Entries from a dataset
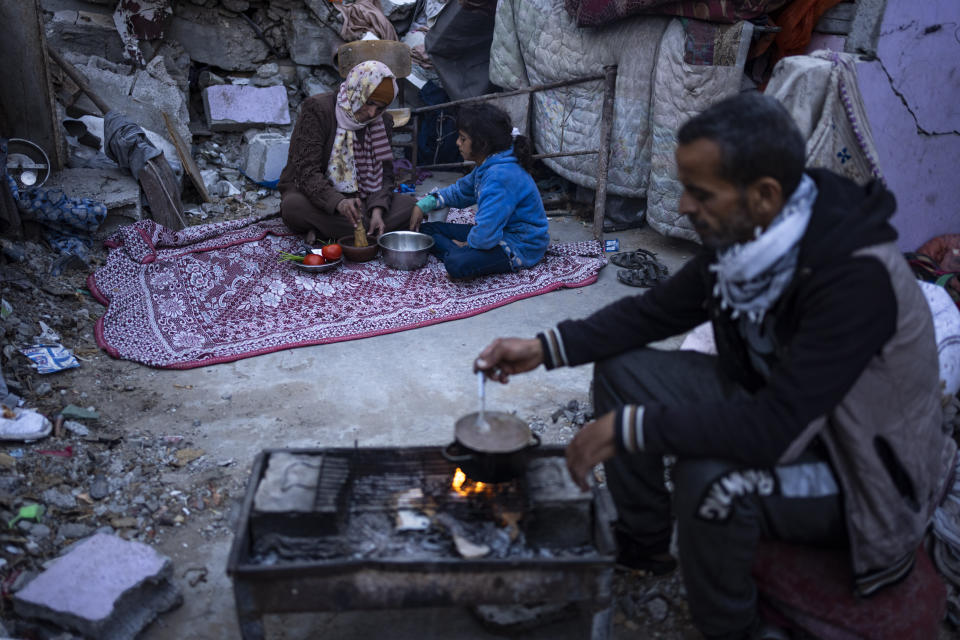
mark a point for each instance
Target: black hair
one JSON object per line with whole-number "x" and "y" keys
{"x": 757, "y": 137}
{"x": 489, "y": 128}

**Given request:** Write out the lines above again, substituting "occurrence" for every "instance" and changing nothing else. Leave the pictures out.

**Correct answer:**
mark a point for each occurrence
Target: black hair
one JSON object per line with whole-number "x" and "y" keys
{"x": 757, "y": 137}
{"x": 489, "y": 128}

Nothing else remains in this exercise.